Provo réalise des happenings autour de la petite statue Het Lieverdje sur le Spui, une place au centre d’Amsterdam, de 1966 à 1968. La police intervient souvent pour stopper ces évènements.

En Australie

Le Yellow House Artist Collective de Sydney héberge des happenings de 24 heures tout au long des années 1970.

En Pologne

Du côté est du rideau de fer, dans la seconde moitié des années 1980, les membres du réseau anarchiste Alternative orange, fondé par le Major Waldemar Fydrych se fait connaître pour le nombre de personnes qu’il réussit à faire participer à ses happenings (jusqu'à 10 000 participants), dirigés contre le régime militaire du général Wojciech Jaruzelski et la peur que pouvait ressentir l’ensemble de la société polonaise.

En Espagne

Le collectif Dinero gratis (cf. Volem rien foutre al païs) prétend par le biais de happenings légitimer l'escamotage de biens commercialisés dans les grands magasins de centre-villes.

À FAIRE ->
(a) Recopiez le texte sur les happenings entre « Provo réalise des » et « stopper ces évènements. », inclus.
(b) Selon le texte sur les happenings, combien de participants les happenings d'Alternative orange ont-ils pu réunir au maximum ?

[Enregistrements d'annotation de boîtes d'image]

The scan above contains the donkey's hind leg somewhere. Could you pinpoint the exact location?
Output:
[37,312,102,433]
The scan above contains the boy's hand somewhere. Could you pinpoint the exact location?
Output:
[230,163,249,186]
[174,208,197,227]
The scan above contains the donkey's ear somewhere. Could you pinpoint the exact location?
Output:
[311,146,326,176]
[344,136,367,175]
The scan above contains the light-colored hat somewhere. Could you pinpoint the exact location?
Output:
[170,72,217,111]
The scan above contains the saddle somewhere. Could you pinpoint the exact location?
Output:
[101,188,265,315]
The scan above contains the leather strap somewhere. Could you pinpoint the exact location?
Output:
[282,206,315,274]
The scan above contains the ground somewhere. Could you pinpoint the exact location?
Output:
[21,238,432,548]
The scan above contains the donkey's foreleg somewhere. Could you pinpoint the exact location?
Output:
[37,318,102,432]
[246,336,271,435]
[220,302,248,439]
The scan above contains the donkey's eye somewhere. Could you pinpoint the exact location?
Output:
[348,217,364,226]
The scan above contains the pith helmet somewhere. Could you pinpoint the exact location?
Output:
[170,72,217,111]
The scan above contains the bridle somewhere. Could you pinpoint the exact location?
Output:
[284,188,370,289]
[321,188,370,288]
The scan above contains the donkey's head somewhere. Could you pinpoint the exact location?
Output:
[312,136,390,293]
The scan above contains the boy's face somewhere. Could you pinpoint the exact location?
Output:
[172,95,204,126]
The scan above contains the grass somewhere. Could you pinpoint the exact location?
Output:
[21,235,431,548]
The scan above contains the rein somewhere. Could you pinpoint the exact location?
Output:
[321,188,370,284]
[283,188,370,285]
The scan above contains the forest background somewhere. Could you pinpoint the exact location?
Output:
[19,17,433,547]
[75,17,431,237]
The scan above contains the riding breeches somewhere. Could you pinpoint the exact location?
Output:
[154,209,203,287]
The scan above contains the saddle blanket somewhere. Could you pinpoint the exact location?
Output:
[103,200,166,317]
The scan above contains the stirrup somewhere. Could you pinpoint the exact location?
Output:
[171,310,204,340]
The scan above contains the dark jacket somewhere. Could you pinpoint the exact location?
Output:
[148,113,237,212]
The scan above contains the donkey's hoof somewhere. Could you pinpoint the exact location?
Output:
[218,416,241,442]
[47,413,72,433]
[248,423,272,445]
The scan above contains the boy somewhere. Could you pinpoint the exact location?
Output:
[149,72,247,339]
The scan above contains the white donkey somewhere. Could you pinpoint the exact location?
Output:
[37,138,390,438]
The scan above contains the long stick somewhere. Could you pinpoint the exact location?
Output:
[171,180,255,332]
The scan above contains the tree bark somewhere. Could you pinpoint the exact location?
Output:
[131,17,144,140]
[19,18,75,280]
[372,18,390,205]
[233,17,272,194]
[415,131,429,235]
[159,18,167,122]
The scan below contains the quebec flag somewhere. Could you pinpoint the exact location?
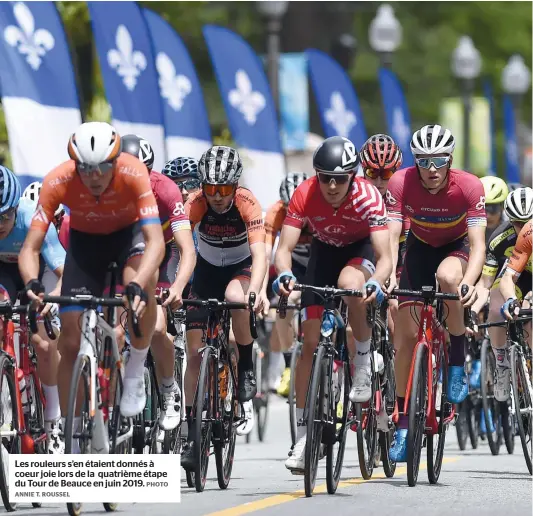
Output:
[143,9,211,163]
[0,2,81,188]
[203,25,285,211]
[87,2,167,171]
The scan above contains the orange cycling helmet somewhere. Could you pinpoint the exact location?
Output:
[361,134,403,172]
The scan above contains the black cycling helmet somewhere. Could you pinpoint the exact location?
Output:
[122,134,154,172]
[313,136,359,174]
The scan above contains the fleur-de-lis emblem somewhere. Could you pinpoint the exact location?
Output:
[392,106,411,149]
[107,25,146,91]
[228,70,266,125]
[4,2,55,70]
[155,52,192,111]
[325,91,357,138]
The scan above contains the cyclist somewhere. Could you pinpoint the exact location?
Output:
[19,122,165,432]
[265,172,312,394]
[0,166,65,453]
[118,134,196,430]
[481,176,509,246]
[386,125,487,462]
[273,136,392,473]
[470,187,533,401]
[181,145,266,469]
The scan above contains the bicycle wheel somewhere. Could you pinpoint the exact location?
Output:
[326,356,351,494]
[213,348,239,489]
[426,348,446,484]
[407,344,428,487]
[511,344,533,475]
[0,354,21,512]
[192,348,212,493]
[481,339,502,455]
[289,341,302,447]
[65,355,94,516]
[455,400,470,451]
[304,344,324,497]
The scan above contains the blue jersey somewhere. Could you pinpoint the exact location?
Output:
[0,199,66,271]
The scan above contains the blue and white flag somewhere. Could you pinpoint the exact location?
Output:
[203,25,285,210]
[0,2,81,188]
[305,49,367,150]
[143,9,212,159]
[379,68,414,167]
[87,2,166,170]
[503,95,520,183]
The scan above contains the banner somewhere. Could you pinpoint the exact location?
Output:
[440,97,491,177]
[379,68,415,167]
[203,25,285,211]
[0,2,81,188]
[279,53,309,152]
[87,2,166,170]
[503,95,520,183]
[143,9,211,159]
[305,49,367,150]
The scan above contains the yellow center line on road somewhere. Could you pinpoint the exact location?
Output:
[206,457,460,516]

RÉPONSES ATTENDUES ->
(a)
Provo réalise des happenings autour de la petite statue Het Lieverdje sur le Spui, une place au centre d’Amsterdam, de 1966 à 1968. La police intervient souvent pour stopper ces évènements.

(b) Jusqu'à 10 000 participants.